* _What this task involves_
According to the passage on the small savings rate rollback, from when would the PPF's new interest rate have been the lowest?

* _Passage shown_
The new interest rate on PPF would have been the lowest since 1974.
Highlights
- The cuts in schemes would have hurt millions
- The rollback was announced as Bengal and Assam voted
- The government, say sources, had sought poll panel's no-objection
Steep cuts on interest rates on small savings schemes, announced last evening, were rolled back by the government today with Finance Minister Nirmala Sitharaman declaring that "orders issued by oversight" would be withdrawn. The cuts in schemes ranging from the National Savings Certificates or NSC and Public Provident Fund or PPF, would have hurt millions of middle class depositors.
"Interest rates of small savings schemes of the government of India shall continue to be at the rates which existed in the last quarter of 2020-2021, ie, rates that prevailed as of March 2021. Orders issued by oversight shall be withdrawn," Finance Minister Nirmala Sitharaman tweeted this morning.
Interest rates of small savings schemes of GoI shall continue to be at the rates which existed in the last quarter of 2020-2021, ie, rates that prevailed as of March 2021.
— Nirmala Sitharaman (@nsitharaman) April 1, 2021
Orders issued by oversight shall be withdrawn. @FinMinIndia@PIB_India
The rollback was announced as Bengal and Assam voted in the second round of state elections and fuelled instant political reactions.

Point localization data:
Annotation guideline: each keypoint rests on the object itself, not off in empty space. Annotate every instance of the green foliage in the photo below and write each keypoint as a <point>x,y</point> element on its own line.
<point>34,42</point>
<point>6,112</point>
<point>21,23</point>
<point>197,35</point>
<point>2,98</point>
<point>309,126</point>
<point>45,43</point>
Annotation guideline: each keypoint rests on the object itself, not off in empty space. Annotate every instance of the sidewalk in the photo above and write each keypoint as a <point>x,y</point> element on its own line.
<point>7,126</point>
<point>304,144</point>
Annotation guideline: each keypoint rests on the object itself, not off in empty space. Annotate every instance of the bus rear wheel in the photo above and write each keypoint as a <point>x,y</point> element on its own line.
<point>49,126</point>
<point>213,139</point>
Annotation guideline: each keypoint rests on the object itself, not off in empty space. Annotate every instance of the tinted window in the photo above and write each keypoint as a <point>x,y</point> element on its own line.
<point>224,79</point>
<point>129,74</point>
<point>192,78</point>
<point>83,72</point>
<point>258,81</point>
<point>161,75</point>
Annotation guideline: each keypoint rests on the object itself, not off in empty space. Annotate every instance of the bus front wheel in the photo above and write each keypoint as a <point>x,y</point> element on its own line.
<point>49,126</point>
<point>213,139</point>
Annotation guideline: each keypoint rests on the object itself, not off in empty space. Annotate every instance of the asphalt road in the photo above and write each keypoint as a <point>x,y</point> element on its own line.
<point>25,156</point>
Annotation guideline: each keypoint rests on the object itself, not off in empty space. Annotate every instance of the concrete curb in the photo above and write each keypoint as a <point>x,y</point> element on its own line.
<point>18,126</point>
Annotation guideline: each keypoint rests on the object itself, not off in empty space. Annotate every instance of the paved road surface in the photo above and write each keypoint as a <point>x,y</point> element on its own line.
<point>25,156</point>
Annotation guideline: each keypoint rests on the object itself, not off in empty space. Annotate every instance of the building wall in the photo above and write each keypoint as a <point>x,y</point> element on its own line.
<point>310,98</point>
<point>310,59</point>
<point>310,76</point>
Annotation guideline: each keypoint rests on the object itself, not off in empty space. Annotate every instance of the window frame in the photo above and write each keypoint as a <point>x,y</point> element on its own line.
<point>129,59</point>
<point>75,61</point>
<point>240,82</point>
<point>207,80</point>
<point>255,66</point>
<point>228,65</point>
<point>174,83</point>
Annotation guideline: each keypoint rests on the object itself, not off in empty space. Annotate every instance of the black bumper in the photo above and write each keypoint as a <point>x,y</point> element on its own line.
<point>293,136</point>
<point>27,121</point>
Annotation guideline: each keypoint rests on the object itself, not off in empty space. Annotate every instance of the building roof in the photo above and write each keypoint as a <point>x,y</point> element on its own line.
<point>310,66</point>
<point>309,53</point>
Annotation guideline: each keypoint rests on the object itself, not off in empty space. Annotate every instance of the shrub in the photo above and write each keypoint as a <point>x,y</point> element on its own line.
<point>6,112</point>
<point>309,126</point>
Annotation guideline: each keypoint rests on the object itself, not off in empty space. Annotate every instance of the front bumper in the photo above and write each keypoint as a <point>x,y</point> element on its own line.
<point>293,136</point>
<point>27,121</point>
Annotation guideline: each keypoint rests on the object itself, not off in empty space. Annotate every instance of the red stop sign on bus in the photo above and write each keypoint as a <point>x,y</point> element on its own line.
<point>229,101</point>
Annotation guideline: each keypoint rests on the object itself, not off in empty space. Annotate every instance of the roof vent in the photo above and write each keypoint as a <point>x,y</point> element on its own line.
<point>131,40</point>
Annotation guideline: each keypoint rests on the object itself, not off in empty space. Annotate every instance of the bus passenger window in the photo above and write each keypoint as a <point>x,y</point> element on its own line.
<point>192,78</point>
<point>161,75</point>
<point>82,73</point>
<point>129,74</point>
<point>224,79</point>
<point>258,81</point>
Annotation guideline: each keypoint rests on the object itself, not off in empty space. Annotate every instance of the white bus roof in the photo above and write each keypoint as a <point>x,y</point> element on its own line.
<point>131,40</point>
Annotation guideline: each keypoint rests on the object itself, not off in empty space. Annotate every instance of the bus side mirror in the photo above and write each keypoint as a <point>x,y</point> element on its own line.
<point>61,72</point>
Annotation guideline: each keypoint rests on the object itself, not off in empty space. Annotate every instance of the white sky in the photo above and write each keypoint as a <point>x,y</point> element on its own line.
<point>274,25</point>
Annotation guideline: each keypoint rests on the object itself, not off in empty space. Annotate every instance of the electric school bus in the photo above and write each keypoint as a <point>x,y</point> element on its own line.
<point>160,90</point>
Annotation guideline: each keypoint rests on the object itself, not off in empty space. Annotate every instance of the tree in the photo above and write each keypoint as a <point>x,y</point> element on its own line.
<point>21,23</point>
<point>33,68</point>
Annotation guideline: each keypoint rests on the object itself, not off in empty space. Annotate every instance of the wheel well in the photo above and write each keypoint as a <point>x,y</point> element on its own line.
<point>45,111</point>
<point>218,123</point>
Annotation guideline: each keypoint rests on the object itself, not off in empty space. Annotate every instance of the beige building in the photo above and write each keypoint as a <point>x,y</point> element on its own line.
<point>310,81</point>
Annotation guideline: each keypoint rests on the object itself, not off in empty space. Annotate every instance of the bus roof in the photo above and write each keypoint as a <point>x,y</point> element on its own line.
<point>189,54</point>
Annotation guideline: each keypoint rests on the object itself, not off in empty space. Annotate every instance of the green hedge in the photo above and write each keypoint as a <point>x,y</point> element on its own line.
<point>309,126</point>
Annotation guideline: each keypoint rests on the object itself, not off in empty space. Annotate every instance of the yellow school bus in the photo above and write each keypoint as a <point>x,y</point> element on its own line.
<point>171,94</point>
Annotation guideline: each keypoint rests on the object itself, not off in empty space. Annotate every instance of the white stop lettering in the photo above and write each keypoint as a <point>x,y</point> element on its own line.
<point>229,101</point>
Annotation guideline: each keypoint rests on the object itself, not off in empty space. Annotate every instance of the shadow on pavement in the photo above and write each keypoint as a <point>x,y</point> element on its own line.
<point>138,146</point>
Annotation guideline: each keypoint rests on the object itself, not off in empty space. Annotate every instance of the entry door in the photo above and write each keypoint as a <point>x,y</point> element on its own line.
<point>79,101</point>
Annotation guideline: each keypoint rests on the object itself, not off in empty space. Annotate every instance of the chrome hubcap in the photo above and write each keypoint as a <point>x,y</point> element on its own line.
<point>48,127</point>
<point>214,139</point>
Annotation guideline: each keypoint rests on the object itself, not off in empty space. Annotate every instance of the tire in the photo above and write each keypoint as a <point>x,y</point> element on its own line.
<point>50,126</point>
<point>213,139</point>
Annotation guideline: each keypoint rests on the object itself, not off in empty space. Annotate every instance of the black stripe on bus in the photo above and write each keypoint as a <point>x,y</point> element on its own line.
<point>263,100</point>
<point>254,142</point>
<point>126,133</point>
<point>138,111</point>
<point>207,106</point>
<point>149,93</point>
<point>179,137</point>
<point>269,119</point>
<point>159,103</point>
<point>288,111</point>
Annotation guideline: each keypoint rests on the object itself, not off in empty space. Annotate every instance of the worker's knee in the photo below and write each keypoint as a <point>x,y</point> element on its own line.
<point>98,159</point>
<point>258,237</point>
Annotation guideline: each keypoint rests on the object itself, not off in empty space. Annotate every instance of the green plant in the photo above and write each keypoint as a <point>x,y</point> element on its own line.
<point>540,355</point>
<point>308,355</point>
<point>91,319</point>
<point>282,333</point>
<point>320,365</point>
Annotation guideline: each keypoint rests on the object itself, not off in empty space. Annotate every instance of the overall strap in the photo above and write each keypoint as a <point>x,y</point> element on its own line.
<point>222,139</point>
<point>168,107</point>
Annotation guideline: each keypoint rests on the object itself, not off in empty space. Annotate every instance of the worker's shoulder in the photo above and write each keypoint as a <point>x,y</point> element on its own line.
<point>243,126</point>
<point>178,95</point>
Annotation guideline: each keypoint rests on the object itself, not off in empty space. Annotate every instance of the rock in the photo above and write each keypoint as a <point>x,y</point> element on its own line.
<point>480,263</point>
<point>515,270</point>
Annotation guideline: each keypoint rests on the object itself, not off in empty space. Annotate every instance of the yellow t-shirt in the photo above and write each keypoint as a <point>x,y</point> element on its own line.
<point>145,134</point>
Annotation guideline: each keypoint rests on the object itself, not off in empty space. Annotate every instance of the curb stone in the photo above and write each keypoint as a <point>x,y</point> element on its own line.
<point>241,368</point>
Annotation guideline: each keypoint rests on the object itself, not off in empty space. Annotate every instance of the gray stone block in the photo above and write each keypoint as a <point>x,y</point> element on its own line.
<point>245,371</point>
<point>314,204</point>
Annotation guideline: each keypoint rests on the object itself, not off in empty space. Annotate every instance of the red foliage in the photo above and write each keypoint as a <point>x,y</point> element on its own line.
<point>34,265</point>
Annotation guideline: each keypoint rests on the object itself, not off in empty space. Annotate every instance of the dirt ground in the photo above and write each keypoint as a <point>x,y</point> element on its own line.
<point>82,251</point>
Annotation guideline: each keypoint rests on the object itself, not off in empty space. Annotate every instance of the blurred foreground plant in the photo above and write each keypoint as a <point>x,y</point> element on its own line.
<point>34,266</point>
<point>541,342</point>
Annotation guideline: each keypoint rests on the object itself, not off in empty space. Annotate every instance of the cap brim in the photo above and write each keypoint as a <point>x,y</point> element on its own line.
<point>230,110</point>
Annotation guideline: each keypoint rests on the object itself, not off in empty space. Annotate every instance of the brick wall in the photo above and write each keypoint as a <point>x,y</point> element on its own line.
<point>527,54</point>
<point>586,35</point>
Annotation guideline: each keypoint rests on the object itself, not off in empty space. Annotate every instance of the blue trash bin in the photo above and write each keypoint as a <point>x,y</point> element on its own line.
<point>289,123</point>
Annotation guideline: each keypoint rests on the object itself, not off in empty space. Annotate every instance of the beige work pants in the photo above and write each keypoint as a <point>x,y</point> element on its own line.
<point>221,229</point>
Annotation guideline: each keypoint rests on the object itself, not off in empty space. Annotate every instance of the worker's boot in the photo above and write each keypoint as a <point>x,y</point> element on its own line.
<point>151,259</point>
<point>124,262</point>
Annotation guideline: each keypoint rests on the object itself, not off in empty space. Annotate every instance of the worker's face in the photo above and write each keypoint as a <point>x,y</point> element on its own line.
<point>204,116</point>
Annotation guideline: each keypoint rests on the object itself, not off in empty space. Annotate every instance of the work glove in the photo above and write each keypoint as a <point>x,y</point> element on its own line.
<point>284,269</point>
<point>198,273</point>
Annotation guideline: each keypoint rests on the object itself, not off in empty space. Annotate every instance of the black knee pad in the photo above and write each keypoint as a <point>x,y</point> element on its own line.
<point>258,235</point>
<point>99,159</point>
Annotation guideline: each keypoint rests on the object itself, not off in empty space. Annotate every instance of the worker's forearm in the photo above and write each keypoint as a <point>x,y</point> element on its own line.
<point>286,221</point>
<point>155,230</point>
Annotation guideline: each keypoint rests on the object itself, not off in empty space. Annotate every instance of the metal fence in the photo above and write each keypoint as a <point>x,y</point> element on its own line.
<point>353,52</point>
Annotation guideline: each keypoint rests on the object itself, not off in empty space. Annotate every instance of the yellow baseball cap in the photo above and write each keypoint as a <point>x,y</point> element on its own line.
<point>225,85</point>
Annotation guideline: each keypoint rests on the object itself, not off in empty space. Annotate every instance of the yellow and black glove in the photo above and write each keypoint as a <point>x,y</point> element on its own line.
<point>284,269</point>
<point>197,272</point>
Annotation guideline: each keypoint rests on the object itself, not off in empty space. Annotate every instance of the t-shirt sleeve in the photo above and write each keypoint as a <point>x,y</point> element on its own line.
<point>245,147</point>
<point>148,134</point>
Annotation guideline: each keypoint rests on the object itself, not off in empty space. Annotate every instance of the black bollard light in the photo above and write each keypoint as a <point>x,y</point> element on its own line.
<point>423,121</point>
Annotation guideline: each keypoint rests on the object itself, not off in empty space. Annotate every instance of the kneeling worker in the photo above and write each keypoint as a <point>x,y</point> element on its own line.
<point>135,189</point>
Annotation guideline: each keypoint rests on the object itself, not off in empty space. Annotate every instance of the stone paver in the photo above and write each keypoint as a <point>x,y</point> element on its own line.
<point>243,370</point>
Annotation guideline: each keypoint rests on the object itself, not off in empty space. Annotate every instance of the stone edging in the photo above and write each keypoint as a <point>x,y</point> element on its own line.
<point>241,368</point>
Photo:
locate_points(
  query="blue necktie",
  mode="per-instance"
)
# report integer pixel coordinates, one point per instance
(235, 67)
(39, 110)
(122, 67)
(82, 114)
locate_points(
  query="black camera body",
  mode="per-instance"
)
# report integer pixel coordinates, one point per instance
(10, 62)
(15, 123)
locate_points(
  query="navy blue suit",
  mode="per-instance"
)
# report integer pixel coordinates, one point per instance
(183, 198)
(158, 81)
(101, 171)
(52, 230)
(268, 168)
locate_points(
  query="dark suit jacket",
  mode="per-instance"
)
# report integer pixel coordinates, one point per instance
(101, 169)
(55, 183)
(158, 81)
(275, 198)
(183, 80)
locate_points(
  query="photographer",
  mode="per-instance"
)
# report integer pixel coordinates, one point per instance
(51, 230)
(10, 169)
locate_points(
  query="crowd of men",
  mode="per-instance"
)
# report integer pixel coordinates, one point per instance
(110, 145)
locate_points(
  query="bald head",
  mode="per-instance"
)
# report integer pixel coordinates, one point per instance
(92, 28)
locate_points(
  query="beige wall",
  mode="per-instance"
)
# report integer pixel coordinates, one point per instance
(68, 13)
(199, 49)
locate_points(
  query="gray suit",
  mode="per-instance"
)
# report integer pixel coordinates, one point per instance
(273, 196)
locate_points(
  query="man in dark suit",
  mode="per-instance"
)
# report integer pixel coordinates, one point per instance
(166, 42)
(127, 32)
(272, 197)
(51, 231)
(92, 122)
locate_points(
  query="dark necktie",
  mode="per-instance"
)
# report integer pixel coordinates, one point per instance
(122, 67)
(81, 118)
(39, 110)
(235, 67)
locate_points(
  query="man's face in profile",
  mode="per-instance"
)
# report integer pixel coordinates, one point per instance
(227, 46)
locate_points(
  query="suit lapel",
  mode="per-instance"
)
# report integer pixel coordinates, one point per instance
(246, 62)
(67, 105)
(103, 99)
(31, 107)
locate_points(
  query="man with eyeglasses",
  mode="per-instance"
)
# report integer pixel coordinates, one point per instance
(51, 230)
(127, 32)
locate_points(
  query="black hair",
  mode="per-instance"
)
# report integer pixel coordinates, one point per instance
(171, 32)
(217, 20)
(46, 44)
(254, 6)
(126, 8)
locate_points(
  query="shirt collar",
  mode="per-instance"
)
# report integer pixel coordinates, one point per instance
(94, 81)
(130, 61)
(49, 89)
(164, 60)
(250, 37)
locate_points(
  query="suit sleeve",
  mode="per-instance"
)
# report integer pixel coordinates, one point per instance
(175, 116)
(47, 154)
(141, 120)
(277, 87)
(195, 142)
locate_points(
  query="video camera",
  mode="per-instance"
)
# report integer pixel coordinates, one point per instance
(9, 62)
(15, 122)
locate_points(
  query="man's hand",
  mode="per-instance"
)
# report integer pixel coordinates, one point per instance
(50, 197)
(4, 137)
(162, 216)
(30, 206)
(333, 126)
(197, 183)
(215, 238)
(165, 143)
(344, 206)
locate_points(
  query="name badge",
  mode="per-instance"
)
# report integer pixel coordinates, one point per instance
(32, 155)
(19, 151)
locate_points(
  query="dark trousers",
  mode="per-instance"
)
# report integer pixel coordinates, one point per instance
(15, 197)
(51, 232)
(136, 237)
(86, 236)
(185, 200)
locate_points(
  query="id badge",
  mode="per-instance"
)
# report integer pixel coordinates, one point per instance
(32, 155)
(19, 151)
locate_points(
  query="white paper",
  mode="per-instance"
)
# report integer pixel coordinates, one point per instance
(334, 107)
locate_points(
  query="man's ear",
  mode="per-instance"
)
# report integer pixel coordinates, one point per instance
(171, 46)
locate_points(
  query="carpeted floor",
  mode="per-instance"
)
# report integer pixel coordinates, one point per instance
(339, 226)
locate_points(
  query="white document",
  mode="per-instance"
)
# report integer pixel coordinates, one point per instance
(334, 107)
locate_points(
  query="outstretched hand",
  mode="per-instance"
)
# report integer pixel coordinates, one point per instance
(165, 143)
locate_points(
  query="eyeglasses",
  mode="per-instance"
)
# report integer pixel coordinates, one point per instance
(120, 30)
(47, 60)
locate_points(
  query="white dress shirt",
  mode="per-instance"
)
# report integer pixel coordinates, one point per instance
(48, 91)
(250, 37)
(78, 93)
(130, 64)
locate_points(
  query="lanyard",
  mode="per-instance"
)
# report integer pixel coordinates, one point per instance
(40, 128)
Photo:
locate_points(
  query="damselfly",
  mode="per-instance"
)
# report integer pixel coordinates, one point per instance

* _Task solution_
Since 1974.